TASK INSTRUCTIONS
The records that follow are to be copied word for word. Pictures should be omitted.

(Referring expression pointing data)
◆ ◆ ◆ ◆ ◆ ◆ ◆

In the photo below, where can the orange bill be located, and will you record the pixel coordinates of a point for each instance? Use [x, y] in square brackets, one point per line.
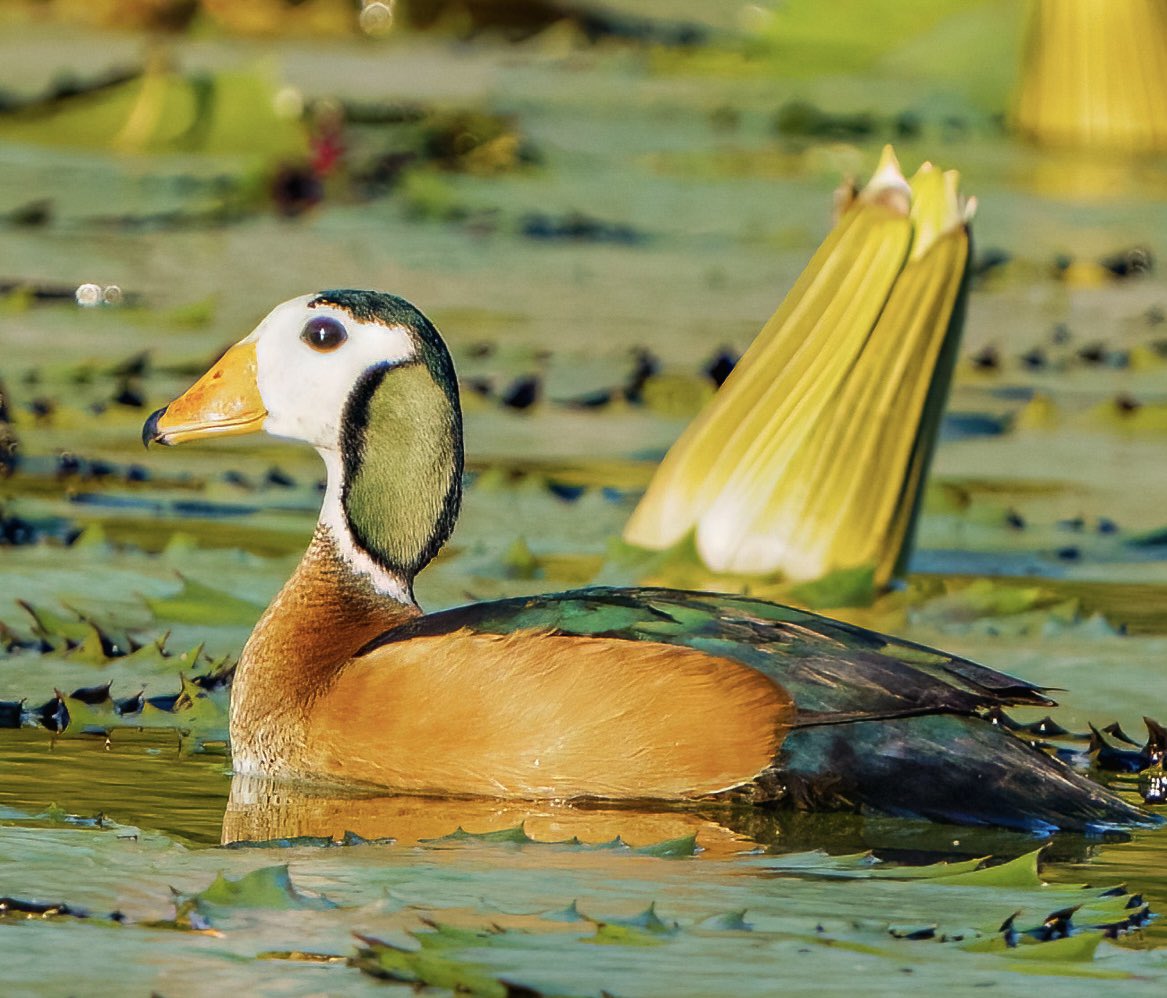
[224, 402]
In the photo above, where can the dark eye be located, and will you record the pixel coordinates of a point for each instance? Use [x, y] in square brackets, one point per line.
[323, 334]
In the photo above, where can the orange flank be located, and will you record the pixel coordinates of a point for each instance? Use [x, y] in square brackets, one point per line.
[539, 716]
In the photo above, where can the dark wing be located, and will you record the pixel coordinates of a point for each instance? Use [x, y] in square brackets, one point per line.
[834, 671]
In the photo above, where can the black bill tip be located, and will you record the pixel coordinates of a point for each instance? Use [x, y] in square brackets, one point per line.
[151, 433]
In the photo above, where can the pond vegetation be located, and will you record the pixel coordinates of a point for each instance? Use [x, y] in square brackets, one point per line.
[599, 225]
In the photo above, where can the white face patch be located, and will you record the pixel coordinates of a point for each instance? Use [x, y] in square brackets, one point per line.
[305, 390]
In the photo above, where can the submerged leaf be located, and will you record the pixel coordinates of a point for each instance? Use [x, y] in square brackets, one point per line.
[267, 887]
[204, 605]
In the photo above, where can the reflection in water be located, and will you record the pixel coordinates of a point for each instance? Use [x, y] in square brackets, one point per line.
[261, 809]
[264, 810]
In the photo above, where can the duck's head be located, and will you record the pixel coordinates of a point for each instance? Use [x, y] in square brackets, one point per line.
[364, 377]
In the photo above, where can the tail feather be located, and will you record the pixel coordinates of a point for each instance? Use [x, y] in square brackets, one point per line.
[947, 768]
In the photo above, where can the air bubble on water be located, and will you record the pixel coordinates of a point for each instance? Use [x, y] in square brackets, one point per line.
[89, 295]
[376, 18]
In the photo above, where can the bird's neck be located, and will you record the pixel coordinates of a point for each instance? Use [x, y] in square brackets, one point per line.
[322, 616]
[391, 497]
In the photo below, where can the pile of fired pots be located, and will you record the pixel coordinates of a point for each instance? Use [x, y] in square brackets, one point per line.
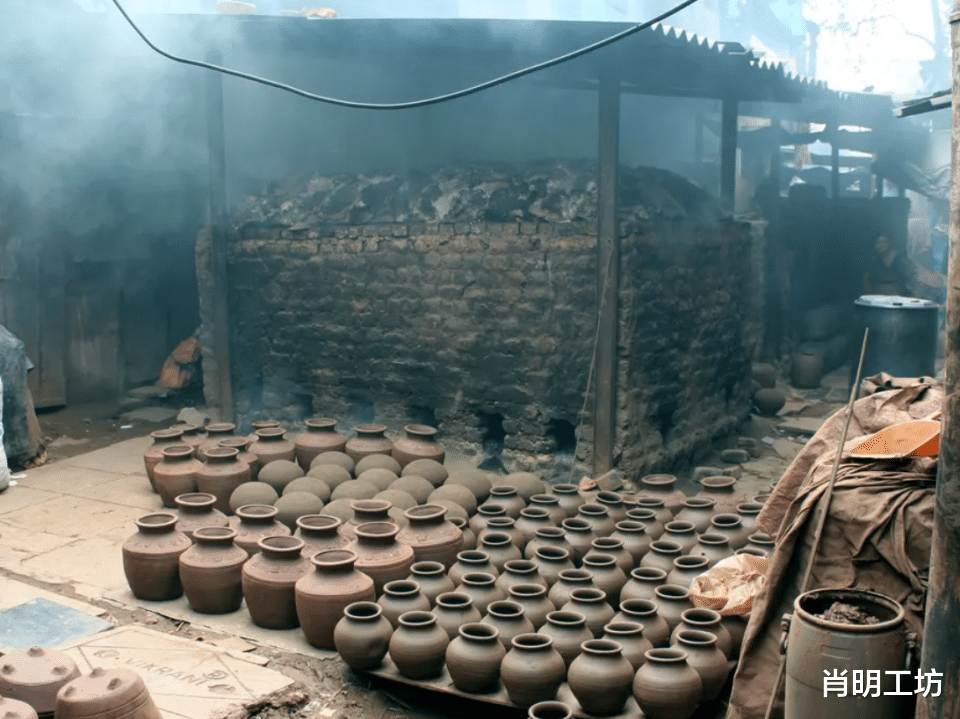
[496, 583]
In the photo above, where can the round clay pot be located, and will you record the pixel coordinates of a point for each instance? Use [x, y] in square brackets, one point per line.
[418, 444]
[432, 537]
[473, 657]
[702, 619]
[698, 511]
[162, 438]
[221, 474]
[601, 678]
[629, 635]
[176, 473]
[453, 610]
[666, 686]
[481, 588]
[210, 571]
[254, 522]
[321, 436]
[380, 555]
[399, 597]
[591, 603]
[270, 445]
[568, 630]
[418, 646]
[322, 596]
[151, 558]
[509, 619]
[532, 670]
[432, 579]
[369, 439]
[362, 636]
[269, 579]
[708, 661]
[644, 612]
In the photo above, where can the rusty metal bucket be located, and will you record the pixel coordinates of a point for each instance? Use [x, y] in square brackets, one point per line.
[814, 645]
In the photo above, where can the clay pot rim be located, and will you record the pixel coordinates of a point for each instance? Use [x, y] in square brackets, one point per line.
[479, 632]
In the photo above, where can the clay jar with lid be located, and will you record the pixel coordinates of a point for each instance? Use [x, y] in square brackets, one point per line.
[420, 443]
[35, 675]
[269, 578]
[254, 522]
[221, 474]
[196, 510]
[321, 596]
[321, 436]
[369, 439]
[210, 571]
[270, 445]
[176, 473]
[379, 555]
[151, 558]
[432, 537]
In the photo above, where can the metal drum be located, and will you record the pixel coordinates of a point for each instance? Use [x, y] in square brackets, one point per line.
[903, 335]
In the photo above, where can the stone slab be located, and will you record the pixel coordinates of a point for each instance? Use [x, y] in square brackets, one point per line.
[187, 679]
[44, 623]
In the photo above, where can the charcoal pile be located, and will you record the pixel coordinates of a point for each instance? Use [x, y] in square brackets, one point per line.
[556, 192]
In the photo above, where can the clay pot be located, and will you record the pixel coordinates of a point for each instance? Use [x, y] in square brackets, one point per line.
[453, 610]
[380, 555]
[151, 558]
[532, 670]
[221, 474]
[362, 636]
[162, 438]
[509, 619]
[322, 596]
[698, 511]
[473, 560]
[473, 657]
[270, 445]
[708, 661]
[176, 473]
[642, 582]
[592, 604]
[672, 601]
[568, 630]
[607, 575]
[481, 588]
[519, 571]
[418, 646]
[686, 569]
[601, 678]
[567, 581]
[705, 620]
[722, 490]
[418, 444]
[629, 635]
[210, 571]
[269, 579]
[731, 527]
[196, 510]
[321, 436]
[533, 599]
[666, 687]
[254, 522]
[431, 536]
[644, 612]
[369, 439]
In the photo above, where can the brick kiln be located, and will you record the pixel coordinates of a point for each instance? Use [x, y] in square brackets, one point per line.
[466, 299]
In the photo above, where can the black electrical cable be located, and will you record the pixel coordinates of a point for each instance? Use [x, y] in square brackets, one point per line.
[414, 103]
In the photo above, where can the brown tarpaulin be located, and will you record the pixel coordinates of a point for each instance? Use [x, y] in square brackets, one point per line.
[876, 537]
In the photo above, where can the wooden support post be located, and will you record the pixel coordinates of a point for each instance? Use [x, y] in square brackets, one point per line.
[608, 274]
[218, 237]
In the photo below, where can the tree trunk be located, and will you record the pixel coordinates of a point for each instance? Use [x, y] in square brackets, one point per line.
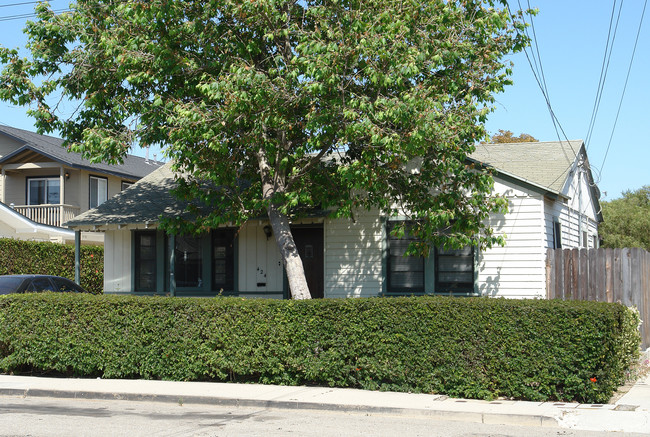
[282, 232]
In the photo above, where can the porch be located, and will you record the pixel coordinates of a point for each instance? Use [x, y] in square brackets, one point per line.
[48, 214]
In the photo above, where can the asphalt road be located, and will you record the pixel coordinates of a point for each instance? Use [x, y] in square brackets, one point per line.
[70, 417]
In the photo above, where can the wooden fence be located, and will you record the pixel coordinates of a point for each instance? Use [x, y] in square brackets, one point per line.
[605, 275]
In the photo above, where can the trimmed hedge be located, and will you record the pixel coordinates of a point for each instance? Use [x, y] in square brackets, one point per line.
[45, 258]
[474, 348]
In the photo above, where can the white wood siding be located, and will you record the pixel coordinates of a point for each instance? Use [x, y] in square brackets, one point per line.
[353, 256]
[516, 270]
[577, 213]
[117, 261]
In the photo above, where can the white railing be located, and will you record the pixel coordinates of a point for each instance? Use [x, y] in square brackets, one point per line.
[52, 215]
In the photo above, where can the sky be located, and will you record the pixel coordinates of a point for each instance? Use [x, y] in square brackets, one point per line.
[571, 39]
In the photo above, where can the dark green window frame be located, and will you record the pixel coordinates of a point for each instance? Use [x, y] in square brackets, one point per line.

◆ ◆ ◆ ◆ ◆ ◆ ◆

RESULT OF THIS EXERCISE
In the photo below, where can the orange bill be located, and will you record the pixel coordinates of a point for each instance? Use [x, y] in square brackets, one point per line.
[224, 402]
In the photo above, where can the dark eye be located, and will you record the pixel coordinates of a point for each instance? Use [x, y] in square brackets, one point per line.
[323, 334]
In the photo above, where can the orange flank be located, and will you record the pixel coordinates of a point for each instance? Use [x, y] in square brackets, one point per line.
[539, 716]
In the photo above, where can the dark wing be located, and will you record the pixel coordinates of a point for each instance? Use [x, y] in square brackets, one point per line.
[834, 671]
In the photo above, where can the black bill tip be located, and will you record the pixel coordinates of a point for each instance? Use [x, y] in square brackets, one point per line.
[151, 433]
In the photo above, where can the pond vegetation be located, and will you record the pixel coordinates of a point for each instance? Use [x, y] in square brackets, one point per line.
[599, 225]
In the photo above, where can the white face patch be located, and will you record the pixel coordinates of a point for each instance? Use [x, y] in square brackets, one point per line.
[305, 390]
In the photo above, where can the submerged leaf be located, and will you record the pixel coordinates of a point for each instance? Use [x, y] in square brackets, one point per line.
[267, 887]
[204, 605]
In the photo above, where can the reflection in water be located, and will you record the pixel coordinates of a point for each instance? Use [x, y] in square brackets, one point per line.
[261, 809]
[264, 810]
In the photo above, where can the duck's head be located, and will you record the pixel coordinates of a point for each instance? Use [x, y] in square brackets, one point per line.
[364, 377]
In the photo above, where can the tail feather be located, and will you record the pixel coordinates of a point for each instance? Use [x, y] in square brackets, one point per line.
[947, 768]
In the photo above, where can the air bubble on water be located, and will you record the pixel coordinates of a point for each instance? Use [x, y] in square brackets, one point per line.
[89, 295]
[376, 18]
In the photo above, where can the bird's neck be located, and will you record the pixel coordinates of a point for each instance? Use [x, y] in square brackets, one point per line.
[322, 616]
[391, 497]
In the photo below, where can the pile of fired pots be located, and will you record the pixel coordinates of a point for each instance? Use [x, y] in square brackets, one point per line.
[496, 583]
In the photo above, where can the round clay pot be located, and will you record the pixel coordinates of a point for each instance? Use [x, y] in square brackets, one point per line.
[418, 444]
[432, 537]
[473, 657]
[702, 619]
[698, 511]
[162, 438]
[221, 474]
[601, 678]
[629, 635]
[176, 473]
[453, 610]
[666, 686]
[481, 588]
[210, 571]
[254, 522]
[321, 436]
[380, 555]
[399, 597]
[591, 603]
[270, 445]
[568, 630]
[418, 646]
[322, 596]
[151, 558]
[509, 619]
[532, 670]
[432, 579]
[369, 439]
[362, 636]
[269, 579]
[708, 661]
[644, 612]
In the photo above, where can the rusty metal bucket be located, and will you record the pixel coordinates of a point for each instance? Use [x, y] in square brackets, one point per line.
[814, 645]
In the photo above, where can the clay pot rim be located, and will you record the pixel coordinates of a point for each instance? Use [x, y] in square brackets, one point per line.
[479, 632]
In the photo above, where can the clay jar with lid be located, and will you record the pixel coordinates of a point for each instance? Use [x, y] in square brackets, one point per line.
[420, 443]
[35, 675]
[269, 578]
[254, 522]
[221, 474]
[196, 510]
[321, 596]
[321, 436]
[369, 439]
[210, 571]
[270, 445]
[176, 473]
[379, 555]
[151, 558]
[432, 537]
In the photo above, where can the metal drum be located, and will you record the pixel coordinates of a point for each instance? Use [x, y] in square brackets, one point per line.
[903, 335]
In the photo above, where can the stone slab be located, and will you record the pixel coordinates of a point for each instance? Use [x, y] in square brackets, one point per line.
[187, 679]
[44, 623]
In the photo above, where can the charcoal pile be located, and will you record the pixel coordinates of a point for each instance? Use [x, y] in square brackets, one point per line.
[556, 192]
In the photo above, where can the clay pot be located, and will you record the pixel coordinates of a point for each instance? Use [x, y] in square brackets, one point per line.
[453, 610]
[380, 555]
[151, 558]
[532, 670]
[221, 474]
[362, 636]
[162, 438]
[509, 619]
[322, 596]
[698, 511]
[473, 560]
[473, 657]
[270, 445]
[708, 661]
[176, 473]
[642, 582]
[592, 604]
[672, 601]
[568, 630]
[607, 575]
[481, 588]
[519, 571]
[418, 646]
[686, 569]
[601, 678]
[567, 581]
[705, 620]
[722, 490]
[418, 444]
[629, 635]
[210, 571]
[269, 579]
[731, 527]
[196, 510]
[321, 436]
[533, 599]
[666, 687]
[254, 522]
[431, 536]
[644, 612]
[369, 439]
In the photo above, where can the brick kiln be located, and will you record the pixel coordinates of a point for each instance? Use [x, y] in square brackets, one point per line.
[466, 299]
In the photo above, where can the black electrical cable be located, and will you record the pixel coordinates of a point for each instance? Use [x, y] in square brackets, one point per line.
[414, 103]
In the photo above, where can the brown tarpaulin be located, and will you record the pixel coordinates of a point for each instance? Use [x, y] in square brackets, one point per line.
[876, 537]
In the photo above, where can the wooden support post be located, and will you record the pixel coordinates of a point for each instance? Use [x, y] in square brackets, one point per line.
[608, 274]
[218, 237]
In the photo below, where can the tree trunk be located, and will you record the pixel coordinates of a point for each instance? Use [x, y] in square brackets, one point per line.
[282, 232]
In the photo above, where can the porch be located, and will you record the pixel coordinates of a point for each instance? Use [x, y] in square brackets, one point per line.
[48, 214]
In the photo above, where can the asphalt road be located, and will you record the pixel coordinates of a point for each instance? Use [x, y] in square brackets, one point per line.
[70, 417]
In the photo above, where can the wooden fence be located, and will you record the pixel coordinates of a point for each instance? Use [x, y] in square brackets, one point per line.
[605, 275]
In the photo above, where can the trimmed hedge be located, and will you record the pixel coordinates of a point for each instance? Use [x, y] in square brackets, one point per line.
[45, 258]
[474, 348]
In the photo above, where can the white wood siding be located, and will you record the pixel coordinates of a point for each instance? Use [x, y] in square brackets, one point per line.
[353, 256]
[516, 270]
[577, 213]
[117, 261]
In the photo above, where can the white railing be located, and will you record the pixel coordinates of a point for each instance? Use [x, y] in square brackets, one point per line.
[52, 215]
In the photo above, where can the sky be located, and will you record the pixel coordinates of a point for each instance? Use [x, y] in square brackets, one point per line.
[571, 39]
In the photo above, where can the dark green window frame be located, and will you record the pixel coordinates of a point for each instance? Use [x, y] in square brackets, one point per line.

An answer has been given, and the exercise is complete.